◆ ACTION ITEM ◆
Exact reproductions of all the entries, please, and no pictures.

[Image-grounded pointing data]
:::

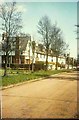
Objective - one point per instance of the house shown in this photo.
(23, 53)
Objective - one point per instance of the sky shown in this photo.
(62, 13)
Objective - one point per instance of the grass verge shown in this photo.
(21, 77)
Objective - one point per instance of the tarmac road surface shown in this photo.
(54, 97)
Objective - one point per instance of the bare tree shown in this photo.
(33, 53)
(11, 25)
(58, 45)
(44, 28)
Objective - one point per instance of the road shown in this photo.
(54, 97)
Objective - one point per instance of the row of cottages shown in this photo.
(23, 54)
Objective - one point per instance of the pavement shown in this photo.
(54, 97)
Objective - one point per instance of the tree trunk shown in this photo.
(56, 68)
(5, 69)
(33, 63)
(46, 60)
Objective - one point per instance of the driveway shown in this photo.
(54, 97)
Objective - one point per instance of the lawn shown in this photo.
(14, 78)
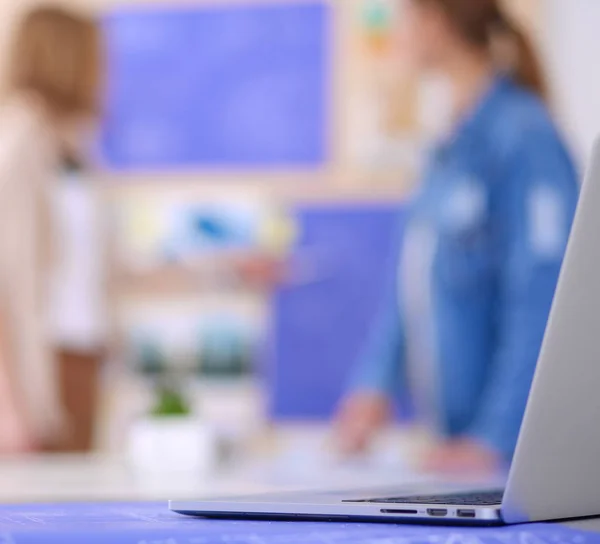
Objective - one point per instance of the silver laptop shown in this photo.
(555, 473)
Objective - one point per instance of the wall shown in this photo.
(573, 43)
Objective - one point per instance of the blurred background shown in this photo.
(236, 133)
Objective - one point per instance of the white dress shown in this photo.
(28, 167)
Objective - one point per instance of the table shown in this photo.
(59, 479)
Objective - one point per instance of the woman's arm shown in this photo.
(533, 207)
(377, 377)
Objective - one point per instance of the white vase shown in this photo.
(173, 445)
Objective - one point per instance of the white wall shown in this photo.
(573, 46)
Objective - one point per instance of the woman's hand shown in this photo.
(360, 418)
(461, 456)
(260, 271)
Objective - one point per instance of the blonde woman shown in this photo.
(52, 97)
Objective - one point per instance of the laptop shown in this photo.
(555, 474)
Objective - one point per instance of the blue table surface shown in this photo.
(141, 523)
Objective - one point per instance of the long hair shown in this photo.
(484, 24)
(56, 55)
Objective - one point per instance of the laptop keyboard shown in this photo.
(488, 498)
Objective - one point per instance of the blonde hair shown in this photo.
(484, 24)
(56, 55)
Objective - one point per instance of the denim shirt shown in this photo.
(481, 256)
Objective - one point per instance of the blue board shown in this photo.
(320, 327)
(154, 524)
(240, 85)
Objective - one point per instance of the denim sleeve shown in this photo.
(533, 205)
(381, 363)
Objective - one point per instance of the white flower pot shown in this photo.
(173, 444)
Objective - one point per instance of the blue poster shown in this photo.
(344, 259)
(233, 86)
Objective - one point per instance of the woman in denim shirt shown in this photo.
(467, 309)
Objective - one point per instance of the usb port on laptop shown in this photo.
(466, 513)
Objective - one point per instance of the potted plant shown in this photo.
(170, 437)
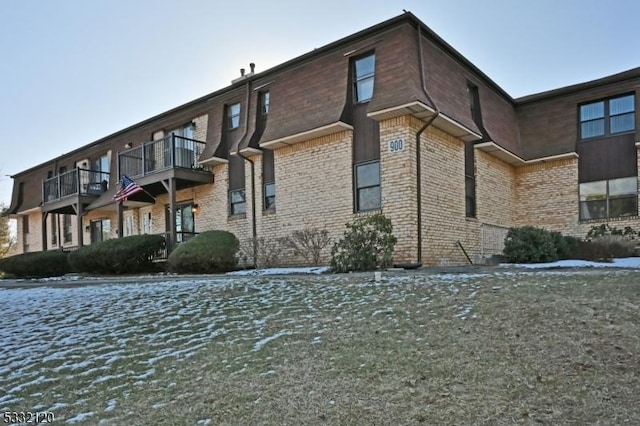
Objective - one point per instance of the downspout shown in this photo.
(254, 229)
(418, 134)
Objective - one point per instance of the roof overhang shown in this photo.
(25, 212)
(212, 161)
(248, 151)
(509, 157)
(329, 129)
(424, 112)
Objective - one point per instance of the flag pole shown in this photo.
(120, 219)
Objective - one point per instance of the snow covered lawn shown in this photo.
(549, 346)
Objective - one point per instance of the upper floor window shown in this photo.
(607, 117)
(184, 131)
(364, 71)
(233, 116)
(265, 103)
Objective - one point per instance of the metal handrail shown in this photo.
(162, 154)
(77, 181)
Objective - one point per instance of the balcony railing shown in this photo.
(163, 154)
(75, 182)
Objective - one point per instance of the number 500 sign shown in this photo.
(396, 145)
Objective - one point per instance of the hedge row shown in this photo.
(36, 265)
(531, 245)
(208, 252)
(132, 254)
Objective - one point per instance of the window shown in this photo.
(237, 201)
(100, 175)
(100, 230)
(609, 198)
(609, 116)
(233, 116)
(54, 229)
(367, 183)
(185, 221)
(146, 223)
(66, 228)
(184, 149)
(265, 103)
(364, 71)
(269, 178)
(269, 196)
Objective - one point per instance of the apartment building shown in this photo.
(391, 119)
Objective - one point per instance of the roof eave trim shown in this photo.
(491, 148)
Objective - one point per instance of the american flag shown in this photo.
(127, 188)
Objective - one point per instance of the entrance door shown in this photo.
(100, 230)
(185, 223)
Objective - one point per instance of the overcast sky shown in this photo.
(73, 71)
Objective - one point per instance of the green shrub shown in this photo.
(206, 253)
(565, 245)
(36, 265)
(605, 248)
(126, 255)
(366, 245)
(530, 245)
(308, 243)
(605, 229)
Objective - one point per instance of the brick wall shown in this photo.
(398, 176)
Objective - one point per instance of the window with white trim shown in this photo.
(606, 199)
(233, 116)
(364, 72)
(607, 117)
(237, 202)
(367, 186)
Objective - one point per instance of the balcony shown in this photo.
(78, 186)
(170, 157)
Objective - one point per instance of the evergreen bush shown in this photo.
(528, 244)
(39, 264)
(133, 254)
(366, 245)
(206, 253)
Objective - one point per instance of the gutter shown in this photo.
(418, 134)
(254, 229)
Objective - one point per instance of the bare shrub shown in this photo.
(308, 243)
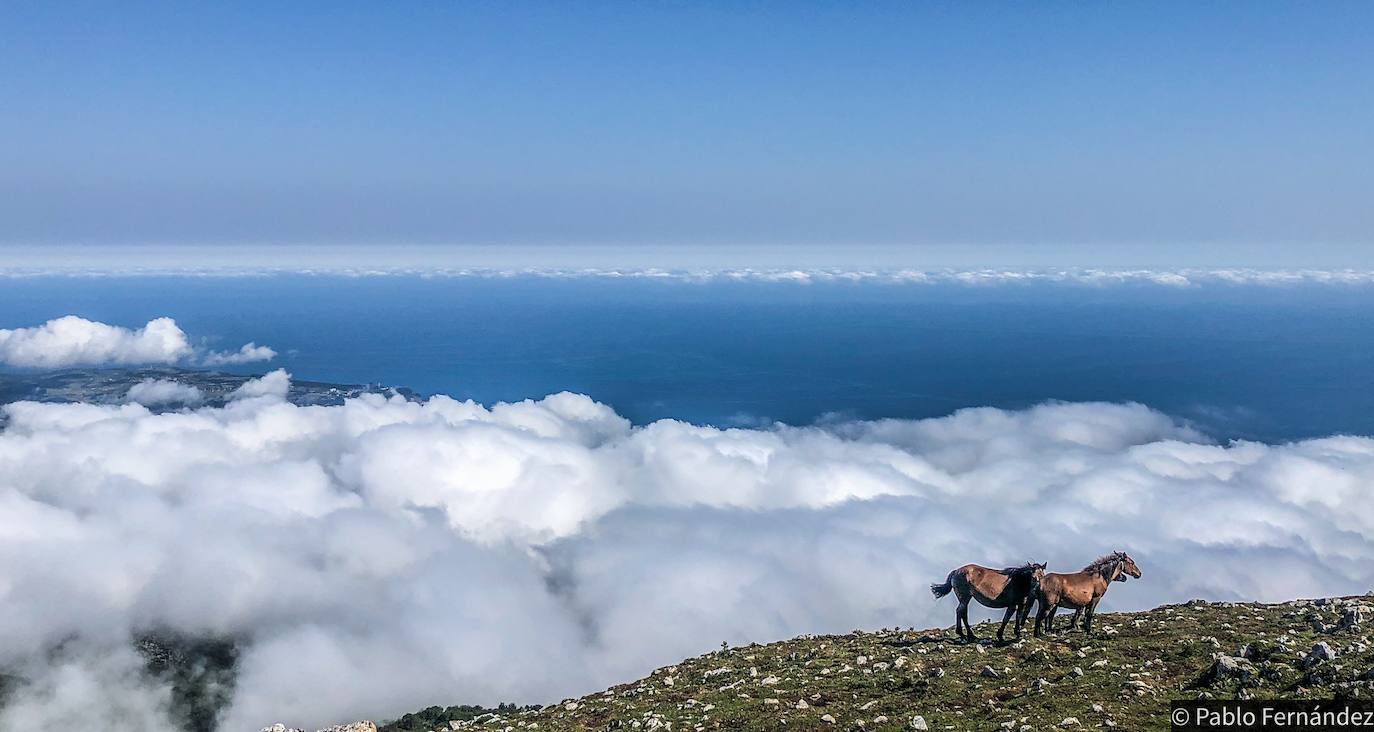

:::

◆ SOLUTION FOR THIS TASK ◆
Objective - one point per instance of the house shown in this photo.
(23, 53)
Objective - one point per instance of the sky shown in this photo.
(62, 13)
Objective - one point per instance of the grass verge shown in this photo.
(21, 77)
Objective - one point per instance of the tarmac road surface shown in this photo.
(54, 97)
Objective - one point per instance of the bare tree shown in this photo.
(33, 53)
(11, 25)
(58, 45)
(44, 28)
Objective - one point per instance of the road shown in this photo.
(54, 97)
Objective - one point per instance of the row of cottages shown in this photo.
(23, 54)
Objective - one point per instance of the pavement shown in this photo.
(54, 97)
Objective - one point per instance of the tree trunk shown in this photo.
(56, 68)
(5, 69)
(33, 63)
(46, 60)
Objective - one point per instance of the driveway shown in this photo.
(54, 97)
Objective - one point per instance of the lawn shown in this photo.
(14, 78)
Objective - one point per instance of the silver laptop shown in this photo.
(555, 473)
Objective - one point per instance of the wall shown in this photo.
(573, 43)
Objective - one point per instance of the blurred background shown in this photo.
(236, 133)
Objective - one point per instance of the white dress shown in this photo.
(28, 167)
Objective - one point per instance of the table shown in this photo.
(59, 479)
Objective - one point per instance of the woman's arm shown in this photo.
(533, 207)
(377, 377)
Objective - one point per instance of the white vase shown in this photo.
(173, 445)
Objective - one point per instance of the white wall shown in this photo.
(573, 46)
Objective - one point per instance of the woman's hand shown in this photo.
(360, 418)
(461, 456)
(260, 271)
Objective - one point per instance of the blonde woman shown in this photo.
(52, 97)
Objective - one point per instance of the laptop shown in this photo.
(555, 474)
Objective - one point per instance of the blue table surface shown in this photo.
(141, 523)
Objective - one point per instance of the long hair shown in this photo.
(484, 24)
(56, 55)
Objective - one point per instance of the laptop keyboard shown in this photo.
(488, 498)
Objective - one point per instance of the blonde hair shown in this photo.
(484, 24)
(56, 55)
Objective - one point per instance of the denim shirt shown in this photo.
(481, 256)
Objective - one point per instance of the blue board shown in this photo.
(320, 327)
(154, 524)
(240, 85)
Objective - one point per instance of the denim sleeve shown in this photo.
(533, 205)
(381, 363)
Objective - one point per instance of the white flower pot shown in this photo.
(173, 444)
Objective - one point per instance of the blue poster shown in this photo.
(344, 259)
(233, 86)
Objective - one point per instance of the woman in denim shirt shown in this photo.
(467, 309)
Objective - one point per instance of the usb port on laptop shown in this photo.
(466, 513)
Objective - one point per instance of the potted plant shown in this photo.
(170, 437)
Objective - one point per instance of the downspout shown in this photo.
(254, 229)
(418, 134)
Objective - one point per instance of the roof overhang shown in this photo.
(25, 212)
(212, 161)
(248, 151)
(509, 157)
(329, 129)
(424, 112)
Objective - one point per instance of the flag pole shown in this photo.
(120, 219)
Objective - one point per instance of the snow covered lawn shown in this photo.
(549, 346)
Objective - one point per instance of the upper floor window shown in this photo.
(607, 117)
(184, 131)
(364, 71)
(233, 116)
(265, 103)
Objective - one point per instance of the metal handrail shown in this photo.
(162, 154)
(77, 181)
Objective - one point per instance of the balcony railing shown in this photo.
(163, 154)
(75, 182)
Objective - one point per instance of the number 500 sign shown in this photo.
(396, 145)
Objective - one point per instance of the hedge row shown in this photo.
(36, 265)
(531, 245)
(208, 252)
(132, 254)
Objective - one point per instance of the window shown in this photo.
(237, 201)
(100, 175)
(100, 230)
(609, 198)
(609, 116)
(233, 116)
(54, 229)
(367, 183)
(185, 221)
(146, 223)
(66, 228)
(184, 149)
(265, 103)
(364, 71)
(269, 178)
(269, 196)
Objective - one point per instance of the apartment building shown in this photo.
(391, 119)
Objective - one point per instance of the roof eave trim shown in this photo.
(491, 148)
Objective - one point per instance of the american flag shown in this photo.
(127, 188)
Objective - one point per instance of the entrance door shown in this photo.
(100, 230)
(185, 223)
Objective - one point per instance of the overcast sky shown in this photo.
(73, 71)
Objective - one point per instance of the green shrub shown in this photo.
(206, 253)
(565, 245)
(36, 265)
(605, 248)
(126, 255)
(366, 245)
(530, 245)
(308, 243)
(605, 229)
Objective - one point per instance of the brick wall shown in this photo.
(398, 176)
Objective - one point per instance of the window with white trim shown in this photo.
(606, 199)
(233, 116)
(364, 72)
(607, 117)
(237, 202)
(367, 186)
Objective - one point per instance of the balcony shown in this photo.
(78, 186)
(170, 157)
Objective - one point per instance of the evergreen bush shown in this photo.
(528, 244)
(39, 264)
(133, 254)
(366, 245)
(206, 253)
Objective - one point per instance of the gutter shown in this photo.
(418, 134)
(254, 229)
Objective - one point per instance of the bare shrub shown in this photo.
(308, 243)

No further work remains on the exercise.